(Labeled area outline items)
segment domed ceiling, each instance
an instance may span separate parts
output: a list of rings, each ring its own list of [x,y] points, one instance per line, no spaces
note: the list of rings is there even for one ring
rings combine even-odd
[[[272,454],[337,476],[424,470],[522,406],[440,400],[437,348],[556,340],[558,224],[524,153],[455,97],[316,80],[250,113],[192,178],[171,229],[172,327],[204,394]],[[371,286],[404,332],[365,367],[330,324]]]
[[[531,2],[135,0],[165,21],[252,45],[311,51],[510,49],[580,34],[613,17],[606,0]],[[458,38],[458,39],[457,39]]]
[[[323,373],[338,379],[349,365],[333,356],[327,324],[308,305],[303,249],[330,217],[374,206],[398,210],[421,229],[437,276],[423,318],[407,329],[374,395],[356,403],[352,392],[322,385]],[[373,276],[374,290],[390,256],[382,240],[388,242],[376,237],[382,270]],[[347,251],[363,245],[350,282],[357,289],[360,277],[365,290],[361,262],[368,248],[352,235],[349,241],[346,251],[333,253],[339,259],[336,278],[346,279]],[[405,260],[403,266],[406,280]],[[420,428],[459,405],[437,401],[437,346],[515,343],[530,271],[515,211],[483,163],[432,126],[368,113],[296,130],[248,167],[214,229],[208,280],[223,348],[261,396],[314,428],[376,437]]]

Task brief —
Restate each entry exactly, skipping none.

Result for this task —
segment domed ceiling, each instance
an instance may span separate parts
output: a list of rings, each ring its own list of [x,y] points, one instance per line, no spaces
note: the list of rings is there even for one ring
rings combine even-odd
[[[272,454],[337,476],[424,470],[522,406],[440,400],[437,348],[556,340],[558,224],[524,153],[455,97],[316,80],[250,113],[192,178],[171,229],[172,327],[204,394]],[[371,286],[404,332],[365,367],[330,324]]]
[[[531,2],[135,0],[165,21],[252,45],[311,51],[510,49],[580,34],[613,17],[606,0]],[[458,38],[458,39],[457,39]]]
[[[323,373],[338,379],[349,365],[333,356],[327,324],[308,305],[303,249],[330,217],[374,206],[398,210],[421,229],[437,276],[423,318],[407,329],[374,395],[356,403],[352,392],[322,385]],[[373,276],[374,290],[390,256],[382,240],[388,242],[376,237],[382,270]],[[347,251],[363,245],[350,282],[357,289],[360,277],[365,290],[361,262],[368,248],[352,235],[349,241],[346,251],[333,253],[339,259],[336,278],[346,279]],[[405,260],[403,266],[406,280]],[[420,428],[459,405],[437,401],[437,346],[515,343],[530,271],[515,211],[483,163],[432,126],[368,113],[296,130],[248,167],[214,229],[208,280],[223,348],[261,396],[314,428],[376,437]]]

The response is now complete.